*TASK DESCRIPTION*. Give back the line where "the barrel, each" appears and all the lines after it until the listing ends, unchanged and with nothing else.

----- PROVIDED DATA

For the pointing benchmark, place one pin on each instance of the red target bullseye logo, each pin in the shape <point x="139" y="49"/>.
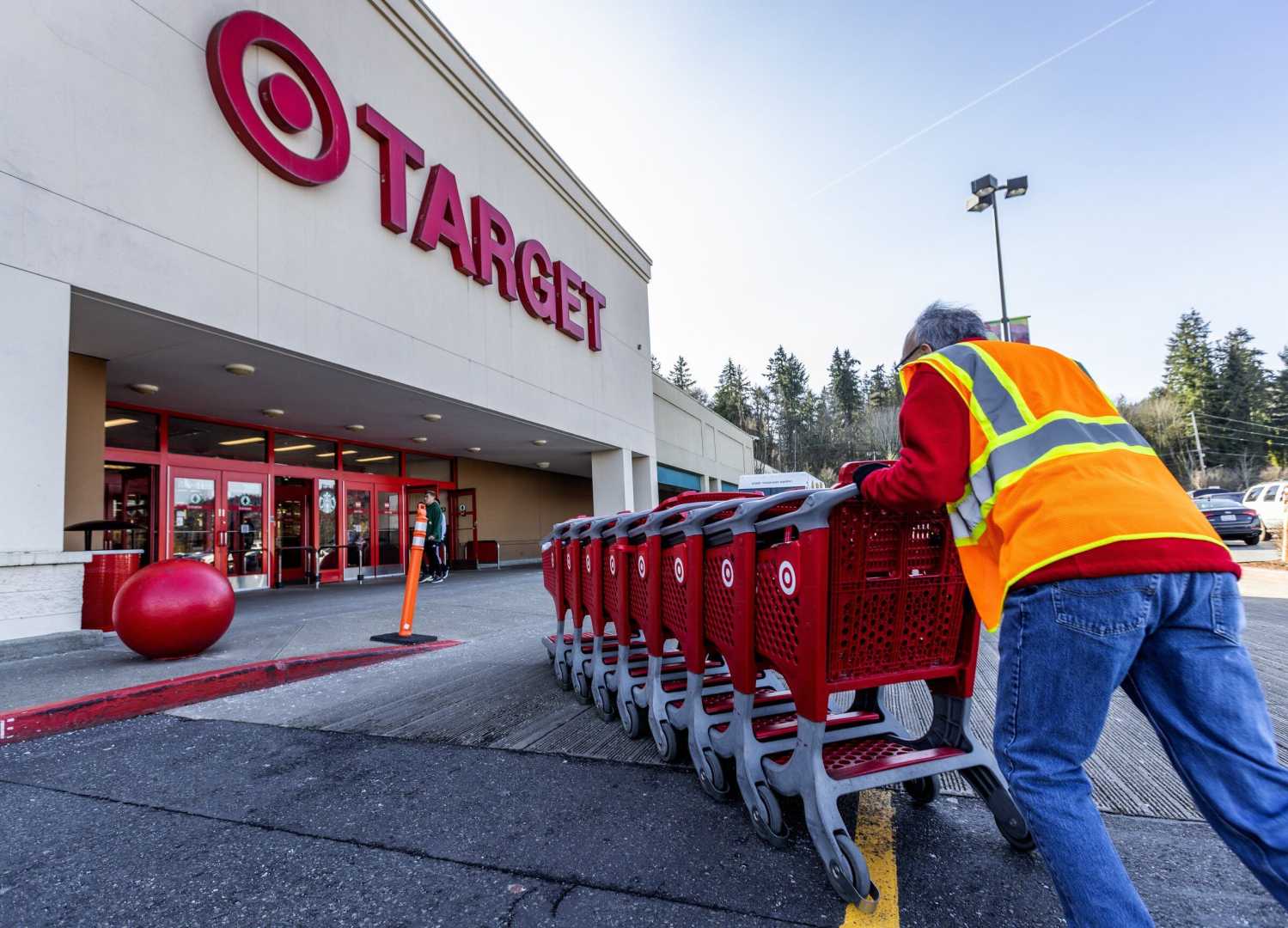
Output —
<point x="787" y="577"/>
<point x="285" y="102"/>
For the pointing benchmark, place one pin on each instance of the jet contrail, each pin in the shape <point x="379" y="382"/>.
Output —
<point x="979" y="100"/>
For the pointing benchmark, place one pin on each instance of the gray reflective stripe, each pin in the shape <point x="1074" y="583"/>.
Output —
<point x="960" y="528"/>
<point x="992" y="397"/>
<point x="1024" y="451"/>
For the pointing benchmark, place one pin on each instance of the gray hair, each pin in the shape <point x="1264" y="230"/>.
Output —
<point x="943" y="324"/>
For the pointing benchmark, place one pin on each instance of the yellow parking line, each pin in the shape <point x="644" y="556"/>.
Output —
<point x="875" y="837"/>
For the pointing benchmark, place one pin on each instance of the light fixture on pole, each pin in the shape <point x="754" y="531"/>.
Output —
<point x="983" y="193"/>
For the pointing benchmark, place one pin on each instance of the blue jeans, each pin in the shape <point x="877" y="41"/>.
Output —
<point x="1171" y="641"/>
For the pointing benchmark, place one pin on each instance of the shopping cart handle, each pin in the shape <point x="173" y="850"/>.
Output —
<point x="653" y="523"/>
<point x="626" y="525"/>
<point x="745" y="520"/>
<point x="699" y="522"/>
<point x="813" y="513"/>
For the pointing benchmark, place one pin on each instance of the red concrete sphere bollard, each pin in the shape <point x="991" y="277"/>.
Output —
<point x="173" y="608"/>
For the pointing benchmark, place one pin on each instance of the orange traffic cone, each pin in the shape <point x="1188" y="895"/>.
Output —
<point x="415" y="554"/>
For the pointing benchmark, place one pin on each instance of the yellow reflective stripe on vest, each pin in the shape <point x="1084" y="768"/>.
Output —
<point x="973" y="510"/>
<point x="994" y="400"/>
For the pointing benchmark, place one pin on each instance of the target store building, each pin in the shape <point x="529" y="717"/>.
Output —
<point x="268" y="275"/>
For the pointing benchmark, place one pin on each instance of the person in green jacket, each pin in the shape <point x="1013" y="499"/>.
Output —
<point x="431" y="567"/>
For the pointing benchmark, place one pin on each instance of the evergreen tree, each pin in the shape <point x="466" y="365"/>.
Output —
<point x="843" y="376"/>
<point x="1238" y="425"/>
<point x="882" y="389"/>
<point x="730" y="399"/>
<point x="681" y="375"/>
<point x="1277" y="412"/>
<point x="1189" y="370"/>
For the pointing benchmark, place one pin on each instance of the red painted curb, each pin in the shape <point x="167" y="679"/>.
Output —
<point x="115" y="705"/>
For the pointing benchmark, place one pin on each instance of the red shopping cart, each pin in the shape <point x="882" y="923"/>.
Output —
<point x="852" y="597"/>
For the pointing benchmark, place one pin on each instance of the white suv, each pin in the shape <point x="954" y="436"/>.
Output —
<point x="1269" y="500"/>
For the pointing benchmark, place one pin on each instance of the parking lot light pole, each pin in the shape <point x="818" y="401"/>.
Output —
<point x="984" y="195"/>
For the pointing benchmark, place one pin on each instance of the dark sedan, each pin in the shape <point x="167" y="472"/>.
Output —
<point x="1231" y="520"/>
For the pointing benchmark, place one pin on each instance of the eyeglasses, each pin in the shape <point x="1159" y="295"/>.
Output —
<point x="907" y="357"/>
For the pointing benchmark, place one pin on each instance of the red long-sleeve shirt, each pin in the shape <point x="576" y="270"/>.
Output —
<point x="934" y="427"/>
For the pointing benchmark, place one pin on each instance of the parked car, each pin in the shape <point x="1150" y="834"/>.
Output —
<point x="1267" y="500"/>
<point x="1208" y="491"/>
<point x="1231" y="520"/>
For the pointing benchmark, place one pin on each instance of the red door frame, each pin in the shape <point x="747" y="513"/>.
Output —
<point x="302" y="495"/>
<point x="266" y="543"/>
<point x="167" y="464"/>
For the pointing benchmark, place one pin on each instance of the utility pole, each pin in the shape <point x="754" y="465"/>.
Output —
<point x="1197" y="443"/>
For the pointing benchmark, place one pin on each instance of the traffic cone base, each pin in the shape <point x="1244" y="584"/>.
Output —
<point x="394" y="638"/>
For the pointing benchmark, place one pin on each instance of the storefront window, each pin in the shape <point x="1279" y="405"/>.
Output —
<point x="128" y="498"/>
<point x="389" y="540"/>
<point x="429" y="468"/>
<point x="358" y="459"/>
<point x="299" y="451"/>
<point x="211" y="440"/>
<point x="195" y="518"/>
<point x="131" y="428"/>
<point x="328" y="517"/>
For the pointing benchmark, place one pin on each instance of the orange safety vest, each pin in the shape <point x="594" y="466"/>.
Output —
<point x="1053" y="469"/>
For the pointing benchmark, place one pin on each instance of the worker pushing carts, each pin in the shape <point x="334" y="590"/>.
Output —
<point x="741" y="618"/>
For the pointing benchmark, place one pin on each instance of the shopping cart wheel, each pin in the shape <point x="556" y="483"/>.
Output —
<point x="711" y="775"/>
<point x="766" y="819"/>
<point x="632" y="719"/>
<point x="663" y="737"/>
<point x="604" y="704"/>
<point x="1019" y="838"/>
<point x="923" y="791"/>
<point x="840" y="874"/>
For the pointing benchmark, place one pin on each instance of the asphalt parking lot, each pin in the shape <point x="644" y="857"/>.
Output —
<point x="462" y="788"/>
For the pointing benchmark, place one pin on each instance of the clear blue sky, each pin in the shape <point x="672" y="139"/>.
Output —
<point x="1157" y="155"/>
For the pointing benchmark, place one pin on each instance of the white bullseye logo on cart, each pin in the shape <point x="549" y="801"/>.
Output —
<point x="787" y="577"/>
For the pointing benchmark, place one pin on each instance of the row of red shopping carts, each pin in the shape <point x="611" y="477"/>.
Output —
<point x="733" y="626"/>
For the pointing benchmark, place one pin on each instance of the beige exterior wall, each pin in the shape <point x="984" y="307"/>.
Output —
<point x="516" y="507"/>
<point x="87" y="397"/>
<point x="692" y="437"/>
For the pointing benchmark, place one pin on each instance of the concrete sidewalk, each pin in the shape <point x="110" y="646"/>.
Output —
<point x="268" y="626"/>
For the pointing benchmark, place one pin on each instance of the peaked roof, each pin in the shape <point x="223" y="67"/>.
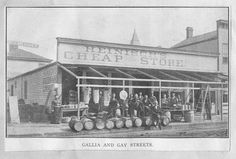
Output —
<point x="135" y="39"/>
<point x="196" y="39"/>
<point x="19" y="54"/>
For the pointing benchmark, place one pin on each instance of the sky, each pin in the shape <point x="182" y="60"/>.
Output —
<point x="154" y="26"/>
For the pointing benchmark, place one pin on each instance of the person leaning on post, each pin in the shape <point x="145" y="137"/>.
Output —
<point x="131" y="103"/>
<point x="124" y="107"/>
<point x="138" y="106"/>
<point x="208" y="108"/>
<point x="147" y="105"/>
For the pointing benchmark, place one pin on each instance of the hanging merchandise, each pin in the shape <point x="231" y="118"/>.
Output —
<point x="107" y="97"/>
<point x="87" y="95"/>
<point x="96" y="96"/>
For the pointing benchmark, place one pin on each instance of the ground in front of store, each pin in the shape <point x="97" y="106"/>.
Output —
<point x="217" y="127"/>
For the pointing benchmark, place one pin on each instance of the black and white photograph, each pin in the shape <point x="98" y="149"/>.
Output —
<point x="117" y="72"/>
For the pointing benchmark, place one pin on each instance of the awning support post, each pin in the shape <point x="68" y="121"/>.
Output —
<point x="193" y="96"/>
<point x="160" y="94"/>
<point x="221" y="103"/>
<point x="123" y="84"/>
<point x="78" y="94"/>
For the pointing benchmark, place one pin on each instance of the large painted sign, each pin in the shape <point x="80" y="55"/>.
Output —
<point x="136" y="58"/>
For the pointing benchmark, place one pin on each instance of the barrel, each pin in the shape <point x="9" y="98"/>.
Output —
<point x="118" y="122"/>
<point x="99" y="124"/>
<point x="165" y="120"/>
<point x="65" y="119"/>
<point x="168" y="114"/>
<point x="88" y="123"/>
<point x="109" y="124"/>
<point x="70" y="122"/>
<point x="189" y="116"/>
<point x="147" y="121"/>
<point x="57" y="115"/>
<point x="118" y="112"/>
<point x="137" y="121"/>
<point x="76" y="125"/>
<point x="128" y="122"/>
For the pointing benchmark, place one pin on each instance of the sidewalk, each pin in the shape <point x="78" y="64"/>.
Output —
<point x="63" y="130"/>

----------

*FINISHED EXERCISE*.
For the pointing benchmark, place one pin on each instance of the barrel, each pin in the shape <point x="9" y="98"/>.
Output —
<point x="118" y="122"/>
<point x="99" y="124"/>
<point x="165" y="120"/>
<point x="65" y="119"/>
<point x="168" y="114"/>
<point x="88" y="123"/>
<point x="109" y="124"/>
<point x="70" y="122"/>
<point x="189" y="116"/>
<point x="147" y="121"/>
<point x="57" y="115"/>
<point x="118" y="112"/>
<point x="137" y="121"/>
<point x="76" y="125"/>
<point x="128" y="122"/>
For the pointing benchmark, place one pin on each instance of the sidewalk, each pin in the shape <point x="78" y="64"/>.
Output —
<point x="63" y="130"/>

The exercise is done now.